>>

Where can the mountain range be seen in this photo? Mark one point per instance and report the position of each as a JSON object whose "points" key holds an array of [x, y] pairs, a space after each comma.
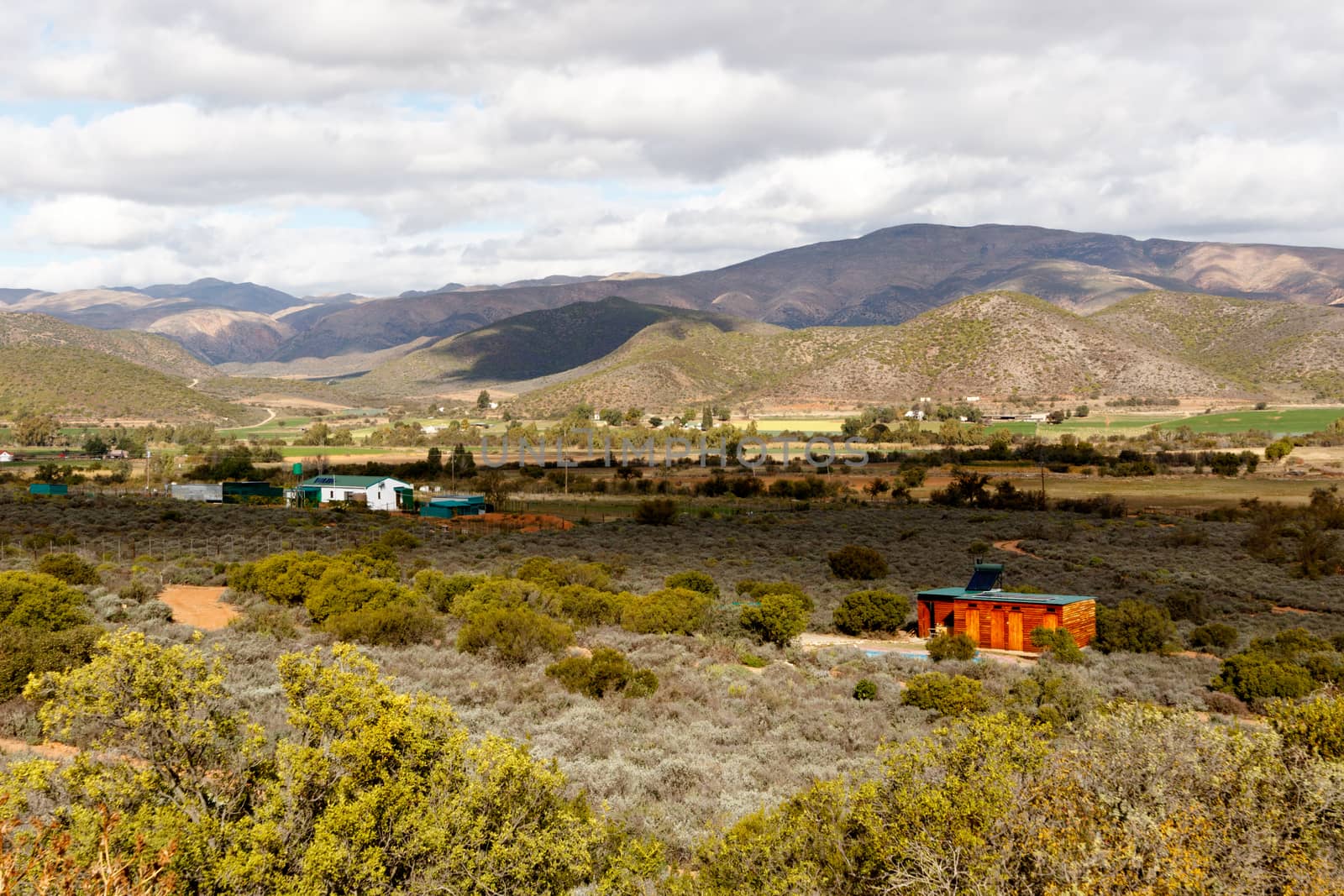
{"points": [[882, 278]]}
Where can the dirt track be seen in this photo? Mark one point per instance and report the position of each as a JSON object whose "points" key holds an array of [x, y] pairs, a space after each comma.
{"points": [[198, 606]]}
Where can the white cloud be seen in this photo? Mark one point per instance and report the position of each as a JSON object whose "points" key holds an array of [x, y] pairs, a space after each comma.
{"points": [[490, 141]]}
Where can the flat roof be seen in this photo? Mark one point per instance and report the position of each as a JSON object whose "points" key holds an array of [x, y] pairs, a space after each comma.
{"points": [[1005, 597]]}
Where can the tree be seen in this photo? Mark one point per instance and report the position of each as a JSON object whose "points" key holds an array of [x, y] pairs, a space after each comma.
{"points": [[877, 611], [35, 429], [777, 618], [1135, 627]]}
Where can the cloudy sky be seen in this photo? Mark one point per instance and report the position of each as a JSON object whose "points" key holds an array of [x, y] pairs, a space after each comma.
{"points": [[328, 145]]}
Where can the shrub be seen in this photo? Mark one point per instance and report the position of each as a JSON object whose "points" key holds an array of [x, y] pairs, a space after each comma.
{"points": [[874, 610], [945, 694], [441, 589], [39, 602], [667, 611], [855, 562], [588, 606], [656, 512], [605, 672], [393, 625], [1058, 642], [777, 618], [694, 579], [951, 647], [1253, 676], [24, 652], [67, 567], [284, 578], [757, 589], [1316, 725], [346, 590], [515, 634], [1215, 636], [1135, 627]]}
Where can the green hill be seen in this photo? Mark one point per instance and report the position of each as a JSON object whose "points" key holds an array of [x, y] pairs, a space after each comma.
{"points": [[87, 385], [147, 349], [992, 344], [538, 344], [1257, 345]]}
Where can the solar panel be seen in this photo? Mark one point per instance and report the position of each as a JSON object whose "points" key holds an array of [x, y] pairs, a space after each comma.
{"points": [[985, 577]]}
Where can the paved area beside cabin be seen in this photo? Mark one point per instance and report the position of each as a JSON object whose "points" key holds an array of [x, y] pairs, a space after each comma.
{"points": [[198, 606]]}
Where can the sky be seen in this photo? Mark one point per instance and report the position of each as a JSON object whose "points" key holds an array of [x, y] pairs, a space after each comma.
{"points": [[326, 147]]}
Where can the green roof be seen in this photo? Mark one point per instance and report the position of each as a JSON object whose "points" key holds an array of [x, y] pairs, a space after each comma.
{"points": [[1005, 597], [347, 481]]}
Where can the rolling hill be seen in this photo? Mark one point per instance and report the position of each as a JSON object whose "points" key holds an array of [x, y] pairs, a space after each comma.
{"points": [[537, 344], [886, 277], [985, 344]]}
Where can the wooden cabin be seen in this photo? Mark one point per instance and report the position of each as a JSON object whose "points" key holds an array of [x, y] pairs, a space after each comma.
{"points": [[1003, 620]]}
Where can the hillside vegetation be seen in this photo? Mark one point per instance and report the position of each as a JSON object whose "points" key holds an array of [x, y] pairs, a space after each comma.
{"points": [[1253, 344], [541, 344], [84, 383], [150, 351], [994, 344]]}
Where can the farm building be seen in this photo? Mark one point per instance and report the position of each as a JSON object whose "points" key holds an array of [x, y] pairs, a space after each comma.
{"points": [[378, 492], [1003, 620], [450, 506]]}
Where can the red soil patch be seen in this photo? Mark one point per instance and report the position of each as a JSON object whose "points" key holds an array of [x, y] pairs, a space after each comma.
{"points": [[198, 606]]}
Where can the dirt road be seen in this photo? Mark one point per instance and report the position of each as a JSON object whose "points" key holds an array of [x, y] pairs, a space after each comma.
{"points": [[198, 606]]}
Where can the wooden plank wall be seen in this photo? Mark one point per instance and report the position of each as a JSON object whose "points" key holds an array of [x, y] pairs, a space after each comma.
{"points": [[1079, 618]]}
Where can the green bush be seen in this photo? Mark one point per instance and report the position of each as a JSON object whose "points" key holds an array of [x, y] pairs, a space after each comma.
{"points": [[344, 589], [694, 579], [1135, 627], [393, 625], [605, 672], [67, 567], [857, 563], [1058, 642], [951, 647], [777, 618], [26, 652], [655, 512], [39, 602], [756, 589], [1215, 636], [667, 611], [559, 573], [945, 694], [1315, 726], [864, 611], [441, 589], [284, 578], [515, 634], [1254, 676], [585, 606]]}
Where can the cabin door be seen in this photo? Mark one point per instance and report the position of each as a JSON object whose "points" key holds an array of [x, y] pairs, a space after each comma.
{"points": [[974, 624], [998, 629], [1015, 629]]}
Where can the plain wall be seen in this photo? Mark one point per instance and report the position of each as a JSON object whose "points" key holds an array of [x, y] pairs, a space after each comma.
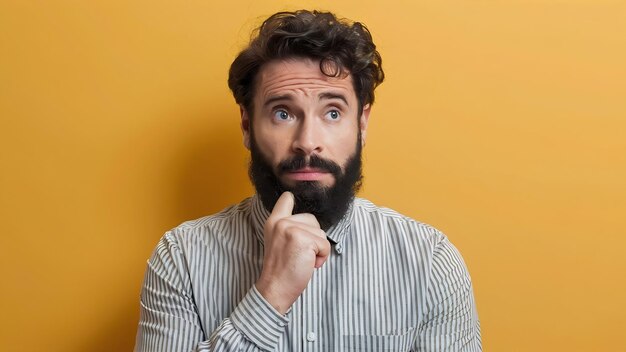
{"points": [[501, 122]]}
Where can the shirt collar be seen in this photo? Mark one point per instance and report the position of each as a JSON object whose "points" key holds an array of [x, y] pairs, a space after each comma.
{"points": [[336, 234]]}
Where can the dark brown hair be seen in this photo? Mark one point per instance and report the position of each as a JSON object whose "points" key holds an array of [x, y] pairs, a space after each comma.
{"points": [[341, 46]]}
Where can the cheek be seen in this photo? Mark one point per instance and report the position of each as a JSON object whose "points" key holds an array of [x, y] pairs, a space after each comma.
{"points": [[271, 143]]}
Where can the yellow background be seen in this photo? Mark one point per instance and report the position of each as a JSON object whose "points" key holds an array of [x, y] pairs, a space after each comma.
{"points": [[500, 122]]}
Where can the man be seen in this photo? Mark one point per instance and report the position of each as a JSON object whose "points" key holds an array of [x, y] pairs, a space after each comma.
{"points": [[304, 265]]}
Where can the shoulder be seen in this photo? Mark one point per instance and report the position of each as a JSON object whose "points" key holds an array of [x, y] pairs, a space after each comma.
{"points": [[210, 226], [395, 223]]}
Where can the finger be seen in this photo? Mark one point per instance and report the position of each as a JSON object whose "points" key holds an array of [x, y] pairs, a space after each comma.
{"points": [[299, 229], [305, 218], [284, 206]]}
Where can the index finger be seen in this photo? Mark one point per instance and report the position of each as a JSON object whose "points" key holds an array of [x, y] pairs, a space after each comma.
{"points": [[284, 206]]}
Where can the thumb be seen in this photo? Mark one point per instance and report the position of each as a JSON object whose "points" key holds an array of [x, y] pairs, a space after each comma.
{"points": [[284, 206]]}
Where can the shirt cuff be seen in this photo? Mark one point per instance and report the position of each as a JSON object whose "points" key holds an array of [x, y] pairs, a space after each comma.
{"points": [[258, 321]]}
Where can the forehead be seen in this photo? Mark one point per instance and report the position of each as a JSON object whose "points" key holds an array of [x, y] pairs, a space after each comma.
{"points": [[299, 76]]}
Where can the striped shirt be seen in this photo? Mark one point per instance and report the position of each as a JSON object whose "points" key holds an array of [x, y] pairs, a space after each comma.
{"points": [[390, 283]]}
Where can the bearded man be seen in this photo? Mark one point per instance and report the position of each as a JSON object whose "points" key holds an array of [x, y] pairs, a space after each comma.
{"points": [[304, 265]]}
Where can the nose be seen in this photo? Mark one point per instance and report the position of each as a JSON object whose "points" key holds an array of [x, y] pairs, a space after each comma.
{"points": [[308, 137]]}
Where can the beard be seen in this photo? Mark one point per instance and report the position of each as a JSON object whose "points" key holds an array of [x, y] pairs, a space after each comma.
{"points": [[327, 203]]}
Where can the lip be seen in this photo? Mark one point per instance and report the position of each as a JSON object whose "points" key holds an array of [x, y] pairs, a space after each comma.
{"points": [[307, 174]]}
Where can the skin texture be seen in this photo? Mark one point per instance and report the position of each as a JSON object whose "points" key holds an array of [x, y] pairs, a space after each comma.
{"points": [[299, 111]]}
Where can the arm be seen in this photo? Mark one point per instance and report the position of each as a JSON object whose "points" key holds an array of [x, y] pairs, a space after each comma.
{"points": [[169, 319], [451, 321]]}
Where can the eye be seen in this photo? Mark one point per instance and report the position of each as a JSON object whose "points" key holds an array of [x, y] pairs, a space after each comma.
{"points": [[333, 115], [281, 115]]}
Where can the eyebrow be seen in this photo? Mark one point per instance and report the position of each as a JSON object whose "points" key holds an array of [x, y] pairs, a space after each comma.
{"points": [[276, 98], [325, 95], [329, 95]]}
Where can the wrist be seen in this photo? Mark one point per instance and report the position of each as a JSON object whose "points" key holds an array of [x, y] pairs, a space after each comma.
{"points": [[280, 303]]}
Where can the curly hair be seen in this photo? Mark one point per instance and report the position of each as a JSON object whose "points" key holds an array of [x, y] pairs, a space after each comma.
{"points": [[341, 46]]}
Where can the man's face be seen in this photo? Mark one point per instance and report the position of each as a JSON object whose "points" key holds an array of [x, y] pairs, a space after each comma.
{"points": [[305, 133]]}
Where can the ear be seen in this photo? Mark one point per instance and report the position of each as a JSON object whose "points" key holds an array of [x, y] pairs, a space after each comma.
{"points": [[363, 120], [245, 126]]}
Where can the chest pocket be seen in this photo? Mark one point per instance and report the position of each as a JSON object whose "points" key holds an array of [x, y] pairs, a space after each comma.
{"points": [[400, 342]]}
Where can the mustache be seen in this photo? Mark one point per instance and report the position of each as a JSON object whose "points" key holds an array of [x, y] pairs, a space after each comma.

<<

● **TASK INSTRUCTIONS**
Convert the records, from the line containing "Where can the man's" through the end of the records, into a numbered list, omitting any blank lines.

● **ANSWER TO THIS EXERCISE**
1. Where can the man's face be seen in this photo? Mark one point per instance and report the position of each as a JSON object whose "points" key holds an array of [x, y] pairs, a space after each comma.
2. {"points": [[305, 133]]}
3. Where can the ear be seen in this photo? Mark one point per instance and report the position of each as a JSON object whose "points" key holds an array of [x, y] pairs, a space after each comma.
4. {"points": [[363, 120], [245, 126]]}
5. Where can the chest pocket be seen in this photo? Mark one point per instance and report the position of each as a JSON object whose "points" key holds an array of [x, y] pairs, a space after each comma.
6. {"points": [[400, 342]]}
7. Where can the mustache be seen in this photo? Mark one point per instance and report the position of each as a JSON object whose "points" key holds an array of [x, y] pairs, a space after each comma.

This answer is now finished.